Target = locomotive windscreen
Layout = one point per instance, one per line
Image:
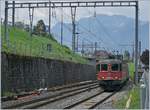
(115, 67)
(104, 67)
(98, 67)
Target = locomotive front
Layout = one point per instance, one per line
(109, 73)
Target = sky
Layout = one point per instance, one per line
(22, 14)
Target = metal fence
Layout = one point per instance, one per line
(144, 90)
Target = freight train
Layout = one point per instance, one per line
(112, 73)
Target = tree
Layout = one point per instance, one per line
(145, 57)
(40, 28)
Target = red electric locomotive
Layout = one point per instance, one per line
(112, 72)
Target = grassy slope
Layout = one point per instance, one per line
(135, 100)
(21, 43)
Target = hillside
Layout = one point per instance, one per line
(22, 44)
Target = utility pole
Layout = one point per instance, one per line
(49, 28)
(82, 51)
(73, 14)
(139, 53)
(136, 43)
(61, 26)
(95, 48)
(6, 22)
(31, 11)
(13, 14)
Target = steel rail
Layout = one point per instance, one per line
(44, 102)
(50, 96)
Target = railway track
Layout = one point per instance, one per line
(92, 101)
(69, 91)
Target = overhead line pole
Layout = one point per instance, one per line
(49, 29)
(136, 43)
(62, 26)
(6, 22)
(13, 14)
(73, 14)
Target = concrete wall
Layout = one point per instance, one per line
(22, 73)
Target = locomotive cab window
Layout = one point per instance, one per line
(115, 67)
(104, 67)
(98, 67)
(120, 67)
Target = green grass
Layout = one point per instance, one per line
(8, 94)
(135, 100)
(131, 70)
(21, 43)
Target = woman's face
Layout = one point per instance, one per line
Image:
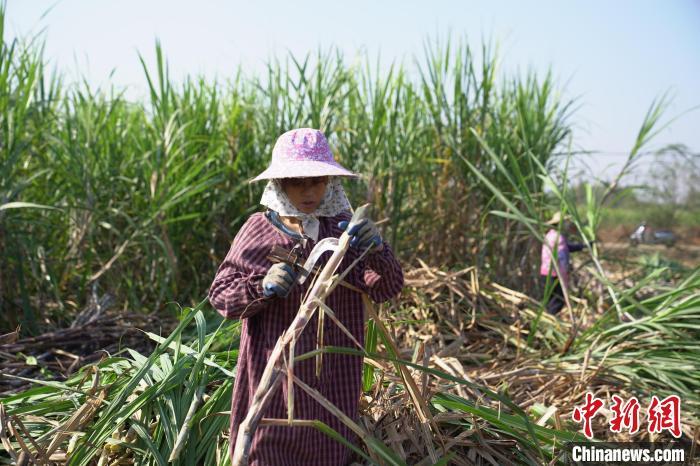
(305, 193)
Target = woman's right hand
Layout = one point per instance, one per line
(279, 280)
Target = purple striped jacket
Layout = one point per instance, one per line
(236, 293)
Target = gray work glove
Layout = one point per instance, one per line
(279, 280)
(364, 234)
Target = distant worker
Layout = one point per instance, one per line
(555, 243)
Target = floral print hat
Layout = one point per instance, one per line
(302, 152)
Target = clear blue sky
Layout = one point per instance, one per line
(615, 56)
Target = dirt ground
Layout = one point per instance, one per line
(615, 244)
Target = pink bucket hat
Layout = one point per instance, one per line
(301, 153)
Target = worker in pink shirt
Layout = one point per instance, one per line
(556, 247)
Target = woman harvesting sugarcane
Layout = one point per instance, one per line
(305, 203)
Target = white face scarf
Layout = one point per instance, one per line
(334, 202)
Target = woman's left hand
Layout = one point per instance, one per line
(364, 233)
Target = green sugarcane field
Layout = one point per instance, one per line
(159, 307)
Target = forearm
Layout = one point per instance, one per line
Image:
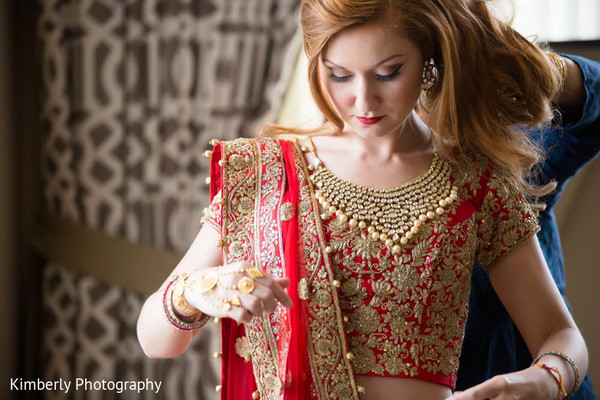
(571, 98)
(158, 338)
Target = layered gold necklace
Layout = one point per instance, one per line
(392, 216)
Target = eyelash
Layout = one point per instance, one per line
(381, 78)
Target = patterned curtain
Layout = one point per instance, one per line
(133, 92)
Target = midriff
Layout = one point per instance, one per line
(384, 388)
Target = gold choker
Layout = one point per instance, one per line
(392, 216)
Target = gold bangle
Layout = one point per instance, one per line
(178, 297)
(199, 321)
(570, 362)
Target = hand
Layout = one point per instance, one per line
(215, 291)
(533, 383)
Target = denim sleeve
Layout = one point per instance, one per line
(573, 145)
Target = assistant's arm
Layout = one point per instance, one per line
(525, 287)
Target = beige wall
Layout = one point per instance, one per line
(8, 333)
(578, 216)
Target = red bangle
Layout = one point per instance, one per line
(562, 394)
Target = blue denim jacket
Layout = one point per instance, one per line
(492, 343)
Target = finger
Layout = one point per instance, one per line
(252, 303)
(240, 314)
(283, 282)
(279, 291)
(491, 389)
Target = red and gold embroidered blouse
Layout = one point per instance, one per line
(405, 313)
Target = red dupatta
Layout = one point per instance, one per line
(270, 218)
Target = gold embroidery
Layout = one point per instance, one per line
(243, 190)
(242, 348)
(303, 290)
(407, 312)
(334, 377)
(287, 211)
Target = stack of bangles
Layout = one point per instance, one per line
(562, 394)
(560, 64)
(205, 285)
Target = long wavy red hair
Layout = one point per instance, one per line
(490, 79)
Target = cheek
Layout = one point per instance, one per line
(341, 96)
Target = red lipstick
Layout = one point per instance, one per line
(369, 121)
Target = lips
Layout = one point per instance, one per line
(369, 121)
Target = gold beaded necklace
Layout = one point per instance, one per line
(392, 216)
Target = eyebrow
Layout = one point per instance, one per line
(376, 65)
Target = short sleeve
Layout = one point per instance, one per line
(213, 213)
(506, 221)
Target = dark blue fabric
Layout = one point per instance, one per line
(492, 343)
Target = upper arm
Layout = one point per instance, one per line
(523, 283)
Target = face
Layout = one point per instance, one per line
(373, 76)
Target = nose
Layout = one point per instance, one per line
(366, 98)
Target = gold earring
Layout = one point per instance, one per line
(429, 75)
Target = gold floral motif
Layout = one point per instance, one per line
(242, 348)
(303, 290)
(327, 344)
(241, 191)
(408, 311)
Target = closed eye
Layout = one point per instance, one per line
(336, 78)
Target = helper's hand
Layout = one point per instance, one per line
(533, 383)
(239, 291)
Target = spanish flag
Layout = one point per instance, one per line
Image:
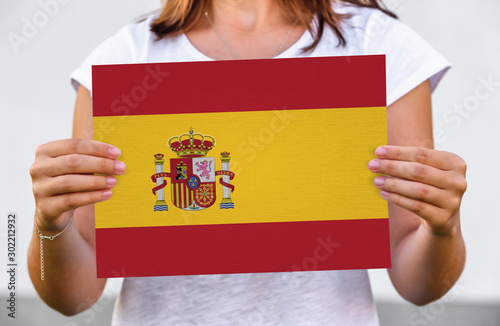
(242, 166)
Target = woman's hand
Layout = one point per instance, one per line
(427, 182)
(63, 177)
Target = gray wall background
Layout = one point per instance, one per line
(36, 103)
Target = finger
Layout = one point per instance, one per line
(414, 190)
(438, 159)
(425, 210)
(410, 171)
(57, 205)
(76, 183)
(78, 146)
(77, 163)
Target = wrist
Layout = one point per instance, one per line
(448, 230)
(51, 228)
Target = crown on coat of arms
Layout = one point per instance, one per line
(192, 144)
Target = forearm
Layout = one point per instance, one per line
(426, 265)
(70, 285)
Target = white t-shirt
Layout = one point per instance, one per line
(301, 298)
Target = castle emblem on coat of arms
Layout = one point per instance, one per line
(192, 174)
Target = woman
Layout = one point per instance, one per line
(424, 191)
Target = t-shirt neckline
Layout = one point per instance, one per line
(290, 52)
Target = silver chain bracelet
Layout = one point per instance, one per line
(51, 237)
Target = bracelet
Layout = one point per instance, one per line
(51, 237)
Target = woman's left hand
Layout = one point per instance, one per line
(427, 182)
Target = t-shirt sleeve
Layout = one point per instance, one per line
(410, 60)
(117, 49)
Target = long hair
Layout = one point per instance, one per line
(180, 16)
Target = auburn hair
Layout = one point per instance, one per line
(180, 16)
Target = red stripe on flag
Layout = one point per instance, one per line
(244, 85)
(243, 248)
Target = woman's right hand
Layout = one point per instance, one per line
(63, 177)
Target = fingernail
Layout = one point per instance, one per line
(111, 181)
(374, 164)
(106, 194)
(120, 167)
(379, 181)
(381, 152)
(114, 152)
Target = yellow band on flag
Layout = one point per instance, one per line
(277, 157)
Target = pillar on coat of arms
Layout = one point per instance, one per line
(160, 205)
(226, 202)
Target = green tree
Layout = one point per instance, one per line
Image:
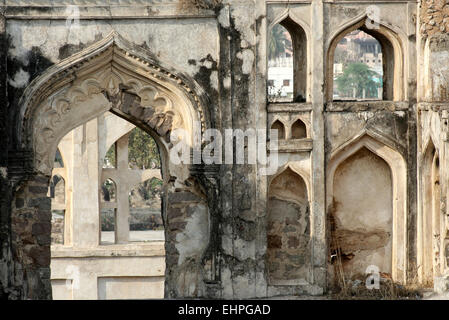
(358, 76)
(143, 152)
(278, 42)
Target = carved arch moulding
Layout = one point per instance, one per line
(111, 75)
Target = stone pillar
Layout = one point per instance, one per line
(208, 176)
(85, 190)
(319, 246)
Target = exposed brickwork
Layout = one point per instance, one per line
(31, 229)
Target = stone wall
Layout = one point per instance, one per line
(221, 223)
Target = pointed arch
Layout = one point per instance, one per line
(298, 130)
(429, 233)
(299, 31)
(398, 169)
(288, 210)
(391, 42)
(114, 75)
(304, 175)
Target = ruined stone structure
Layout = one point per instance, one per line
(359, 183)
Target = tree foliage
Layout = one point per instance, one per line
(143, 152)
(358, 76)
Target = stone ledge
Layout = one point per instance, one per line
(289, 107)
(357, 106)
(294, 145)
(102, 10)
(155, 249)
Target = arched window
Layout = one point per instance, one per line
(365, 64)
(299, 130)
(279, 126)
(58, 163)
(288, 229)
(358, 68)
(287, 62)
(108, 191)
(110, 158)
(145, 197)
(108, 215)
(58, 208)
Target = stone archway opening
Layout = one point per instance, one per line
(287, 62)
(288, 230)
(366, 206)
(392, 59)
(362, 216)
(70, 100)
(430, 233)
(110, 225)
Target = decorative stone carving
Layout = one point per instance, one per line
(111, 74)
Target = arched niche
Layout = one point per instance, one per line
(384, 158)
(159, 99)
(280, 127)
(392, 58)
(429, 233)
(117, 76)
(288, 230)
(299, 40)
(362, 213)
(299, 130)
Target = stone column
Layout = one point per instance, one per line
(85, 192)
(318, 232)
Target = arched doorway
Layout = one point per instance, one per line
(288, 230)
(429, 235)
(368, 157)
(113, 75)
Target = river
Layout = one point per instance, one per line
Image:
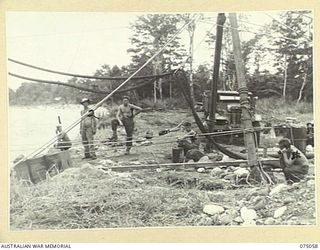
(32, 126)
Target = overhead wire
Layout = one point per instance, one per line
(83, 76)
(50, 142)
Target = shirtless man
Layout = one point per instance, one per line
(63, 142)
(88, 130)
(293, 162)
(124, 118)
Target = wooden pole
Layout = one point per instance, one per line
(170, 86)
(191, 29)
(206, 165)
(214, 84)
(302, 86)
(155, 65)
(285, 77)
(243, 91)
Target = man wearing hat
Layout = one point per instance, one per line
(124, 118)
(293, 162)
(87, 130)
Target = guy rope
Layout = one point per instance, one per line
(53, 140)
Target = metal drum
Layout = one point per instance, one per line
(177, 154)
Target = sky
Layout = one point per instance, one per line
(80, 42)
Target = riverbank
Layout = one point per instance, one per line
(90, 196)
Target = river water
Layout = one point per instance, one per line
(33, 126)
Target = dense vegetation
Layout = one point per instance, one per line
(288, 50)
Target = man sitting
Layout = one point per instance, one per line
(293, 162)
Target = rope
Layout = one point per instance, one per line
(79, 87)
(86, 76)
(49, 143)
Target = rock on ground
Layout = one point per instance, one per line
(213, 209)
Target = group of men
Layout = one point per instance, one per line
(88, 125)
(292, 161)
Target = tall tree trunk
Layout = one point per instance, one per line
(191, 29)
(285, 77)
(302, 87)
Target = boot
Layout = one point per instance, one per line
(127, 151)
(114, 136)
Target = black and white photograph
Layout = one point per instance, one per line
(160, 119)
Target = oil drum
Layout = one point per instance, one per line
(177, 154)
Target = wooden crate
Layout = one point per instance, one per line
(36, 170)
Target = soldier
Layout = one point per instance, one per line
(124, 118)
(293, 162)
(64, 142)
(189, 141)
(87, 130)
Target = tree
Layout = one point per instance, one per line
_ _ _ _ _
### [EXERCISE]
From the line that contains "Target = tall tree trunk" to the last line of the material above, repeat every line exactly, keeping both the first and the last.

### [FINAL RESULT]
Target = tall tree trunk
Layout = one point per instance, one per line
(191, 29)
(285, 77)
(302, 87)
Target = boot
Layout = one point per instance, one per line
(127, 151)
(114, 136)
Target = black and white photograph
Layout = one point per instance, one per line
(160, 119)
Target = oil drum
Layout = one point per instance, one per line
(177, 154)
Target = wooden crate
Layout = one point per instance, one per line
(36, 170)
Target = soldier
Layout = one point per instance, one per line
(124, 118)
(293, 162)
(64, 142)
(189, 141)
(87, 130)
Target = tree
Layout = one point per instance, one per line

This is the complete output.